§ Textauszug
========================================================================
Ein Schwerpunkt des österreichischen Tresca-Projektpartners, des Zentrums für Soziale Innovation (ZSI), zielt auf die Schnittstelle Wissenschaften und Politik, berichten die Sozialwissenschaftler Pamela Bartar und Gabor´ Szüdi. In 29 Interviews mit politischen Entscheidungsträgern zeigte sich: Sie haben die gleichen banalen Probleme wie wir Mediennutzer. „Vor 30 Jahren gab es zu einem neuen Thema einfach Unterlagen, die wurden von allen brav durchgelesen – so funktioniert das heute nicht mehr“, erzählt Szüdi. Auch hier hemmt zu viel Information.
========================================================================
§ Arbeitsauftrag
Setzen Sie den Textauszug über die Interviews des Zentrums für Soziale Innovation mit politischen Entscheidungsträgern im Anschluss an seinen letzten Satz fort. Das anschließende Material stammt aus einer anderen Quelle als der Textauszug.

§ Aufgeführte Einträge
========================================================================
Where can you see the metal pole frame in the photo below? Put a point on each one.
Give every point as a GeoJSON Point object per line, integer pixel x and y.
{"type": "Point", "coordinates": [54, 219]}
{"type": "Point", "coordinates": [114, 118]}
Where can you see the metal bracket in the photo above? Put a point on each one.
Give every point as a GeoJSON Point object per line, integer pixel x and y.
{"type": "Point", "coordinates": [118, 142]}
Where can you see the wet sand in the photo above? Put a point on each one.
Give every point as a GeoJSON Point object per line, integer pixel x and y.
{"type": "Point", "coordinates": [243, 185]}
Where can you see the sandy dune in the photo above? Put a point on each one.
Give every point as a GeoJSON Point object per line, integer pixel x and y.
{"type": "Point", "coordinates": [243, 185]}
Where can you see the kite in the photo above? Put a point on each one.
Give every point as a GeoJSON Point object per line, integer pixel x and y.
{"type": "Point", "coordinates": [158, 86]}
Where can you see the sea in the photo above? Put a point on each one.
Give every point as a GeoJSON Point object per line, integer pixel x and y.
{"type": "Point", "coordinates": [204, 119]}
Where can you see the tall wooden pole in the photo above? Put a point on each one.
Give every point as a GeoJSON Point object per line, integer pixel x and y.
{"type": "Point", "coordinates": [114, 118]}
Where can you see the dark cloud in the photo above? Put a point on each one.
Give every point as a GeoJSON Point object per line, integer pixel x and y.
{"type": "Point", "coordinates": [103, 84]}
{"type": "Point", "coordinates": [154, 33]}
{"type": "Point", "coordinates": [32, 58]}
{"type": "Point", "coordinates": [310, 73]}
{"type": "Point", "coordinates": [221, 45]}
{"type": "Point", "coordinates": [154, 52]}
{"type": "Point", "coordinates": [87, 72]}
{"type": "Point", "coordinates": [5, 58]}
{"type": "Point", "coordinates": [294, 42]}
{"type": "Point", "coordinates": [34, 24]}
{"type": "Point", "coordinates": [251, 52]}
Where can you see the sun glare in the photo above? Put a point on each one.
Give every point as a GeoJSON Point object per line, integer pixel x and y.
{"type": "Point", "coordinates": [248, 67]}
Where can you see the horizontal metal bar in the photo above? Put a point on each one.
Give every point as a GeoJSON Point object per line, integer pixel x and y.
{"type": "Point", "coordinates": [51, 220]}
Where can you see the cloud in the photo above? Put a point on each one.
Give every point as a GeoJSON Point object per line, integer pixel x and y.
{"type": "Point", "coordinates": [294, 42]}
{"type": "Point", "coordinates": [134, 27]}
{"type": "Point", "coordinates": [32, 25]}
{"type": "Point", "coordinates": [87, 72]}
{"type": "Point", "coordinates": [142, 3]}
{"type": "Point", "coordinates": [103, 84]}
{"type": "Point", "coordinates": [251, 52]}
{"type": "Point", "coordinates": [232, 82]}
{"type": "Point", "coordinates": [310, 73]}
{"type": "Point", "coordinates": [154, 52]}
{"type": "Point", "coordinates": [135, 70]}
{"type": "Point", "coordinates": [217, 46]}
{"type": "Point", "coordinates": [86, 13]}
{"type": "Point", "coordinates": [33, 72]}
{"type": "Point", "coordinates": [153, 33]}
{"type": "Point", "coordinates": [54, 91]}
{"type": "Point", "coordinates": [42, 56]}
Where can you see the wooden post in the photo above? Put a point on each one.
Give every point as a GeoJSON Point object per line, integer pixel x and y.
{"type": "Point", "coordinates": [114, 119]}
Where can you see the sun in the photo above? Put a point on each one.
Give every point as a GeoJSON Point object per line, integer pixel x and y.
========================================================================
§ Lösung der Aufgabe
Die EU etwa hat als Reaktion 2015 den „Scientific Advice Mechanism“eingeführt: Statt nur einem einzelnen beraten nun sieben Wissenschaftler verschiedener Disziplinen die EU-Kommissare. Szüdi zufolge gehe es nicht darum, dass einer einen Rat gibt und der andere zuhorcht, nein: „Es geht um einen Dialog.“In einem solchen entstehe außerdem Vertrauen.
Dank Corona bekommen jetzt auch Factchecking-Plattformen mehr Aufmerksamkeit, Forscherinnen und Forscher spielen eine größere Rolle in den Medien. Wird das so bleiben? „Wir denken nicht, dass Politiker dorthin zurückgehen können, woher sie vor der Pandemie gekommen sind“, sagt Szüdi – die befragten Entscheidungsträger aus Politik und Verwaltung sahen das ähnlich.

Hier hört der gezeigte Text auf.